* [What the task asks]: Convert the entries below into a JSON list of strings, with one string per line and blank lines omitted.

^^^^^^^^^^^^^^^^

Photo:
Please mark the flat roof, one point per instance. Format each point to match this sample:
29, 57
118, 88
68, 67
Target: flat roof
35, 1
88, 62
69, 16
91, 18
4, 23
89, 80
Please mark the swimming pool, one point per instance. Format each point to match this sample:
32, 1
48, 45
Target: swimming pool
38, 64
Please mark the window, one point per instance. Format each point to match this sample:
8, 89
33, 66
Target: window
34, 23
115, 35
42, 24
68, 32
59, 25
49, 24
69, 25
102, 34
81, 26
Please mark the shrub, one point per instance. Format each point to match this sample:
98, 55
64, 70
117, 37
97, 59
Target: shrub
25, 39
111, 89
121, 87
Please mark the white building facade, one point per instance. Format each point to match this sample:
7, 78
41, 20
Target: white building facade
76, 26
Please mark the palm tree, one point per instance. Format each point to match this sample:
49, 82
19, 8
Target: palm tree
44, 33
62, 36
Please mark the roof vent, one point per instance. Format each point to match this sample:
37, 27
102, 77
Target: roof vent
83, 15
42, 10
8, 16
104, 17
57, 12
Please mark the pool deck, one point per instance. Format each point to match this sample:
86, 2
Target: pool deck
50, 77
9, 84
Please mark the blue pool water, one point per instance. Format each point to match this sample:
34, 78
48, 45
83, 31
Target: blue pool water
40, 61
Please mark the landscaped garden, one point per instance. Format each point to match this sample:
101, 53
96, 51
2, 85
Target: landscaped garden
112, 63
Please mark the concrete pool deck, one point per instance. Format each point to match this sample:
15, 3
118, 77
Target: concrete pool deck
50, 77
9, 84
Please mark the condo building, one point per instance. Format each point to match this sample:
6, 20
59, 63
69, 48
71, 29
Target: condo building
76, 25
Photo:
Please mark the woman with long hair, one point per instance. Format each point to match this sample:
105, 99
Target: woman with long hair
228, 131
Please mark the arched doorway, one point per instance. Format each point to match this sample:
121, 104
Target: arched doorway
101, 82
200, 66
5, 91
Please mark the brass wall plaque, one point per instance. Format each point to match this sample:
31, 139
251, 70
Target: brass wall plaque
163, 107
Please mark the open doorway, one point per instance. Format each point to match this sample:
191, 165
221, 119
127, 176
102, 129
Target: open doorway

^^^^^^^^^^^^^^^^

* [Exercise solution]:
[
  "Photo:",
  "Please mark the flat roof, one point per instance. Format each point to match this sample:",
  "29, 57",
  "118, 88",
  "68, 67",
  "Target: flat roof",
  "35, 1",
  "88, 62",
  "69, 16",
  "91, 18",
  "4, 23",
  "89, 80",
  "Please mark the swimming pool, one point per instance. Format each point to match this sample:",
  "32, 1",
  "48, 45",
  "Target: swimming pool",
  "38, 64",
  "Please mark the window, one point per instance. Format each point to match this sample:",
  "8, 89",
  "33, 66",
  "Target: window",
  "34, 23",
  "115, 35",
  "42, 24",
  "68, 32",
  "59, 25",
  "49, 24",
  "69, 25",
  "102, 34",
  "81, 26",
  "Please mark the shrub, one point per instance. Format each point to match this sample:",
  "98, 55",
  "64, 70",
  "117, 37",
  "97, 59",
  "Target: shrub",
  "25, 39",
  "111, 89",
  "121, 87",
  "Please mark the white building facade, one point per instance. Format each point to match this sample:",
  "7, 78",
  "41, 20",
  "Target: white building facade",
  "76, 26",
  "Please mark the palm tree, one point per instance. Format each point to match this sample:",
  "49, 82",
  "19, 8",
  "Target: palm tree",
  "44, 33",
  "62, 36",
  "Please mark the roof vent, one point per instance. Format each point to match this sample:",
  "37, 27",
  "102, 77",
  "Target: roof vent",
  "83, 15",
  "42, 10",
  "8, 16",
  "104, 17",
  "57, 12",
  "Please mark the pool deck, one point per instance. Format each point to match this sample:",
  "86, 2",
  "Target: pool deck",
  "50, 77",
  "9, 84",
  "Please mark the blue pool water, one point per instance. Format each point to match this sample:",
  "34, 78",
  "48, 45",
  "83, 31",
  "Target: blue pool water",
  "40, 61",
  "Please mark the landscaped garden, one point per instance. Format each point to match this sample:",
  "101, 53",
  "96, 51",
  "2, 85",
  "Target: landscaped garden",
  "112, 63",
  "Please mark the concrete pool deck, one point per instance. Format each point to match this sample:",
  "15, 3",
  "118, 77",
  "Target: concrete pool deck",
  "50, 77",
  "9, 84",
  "Please mark the condo building, one point per instance. Format each point to match this sample:",
  "6, 20",
  "59, 63",
  "69, 48",
  "71, 29",
  "Target: condo building",
  "76, 25",
  "Photo:",
  "Please mark the woman with long hair, one point per instance. Format each point to match this sample:",
  "105, 99",
  "Target: woman with long hair",
  "228, 131",
  "Please mark the arched doorway, one point per instance. Format each point to match this sample:",
  "121, 104",
  "Target: arched doorway",
  "101, 82",
  "200, 66",
  "5, 91",
  "Please mark the brass wall plaque, one point per instance. Format each point to match this sample:",
  "31, 139",
  "251, 70",
  "Target: brass wall plaque",
  "163, 107",
  "Please mark the open doorway, one point per instance. Format each point to match this sample:",
  "191, 165",
  "221, 119",
  "127, 176",
  "102, 129",
  "Target: open doorway"
]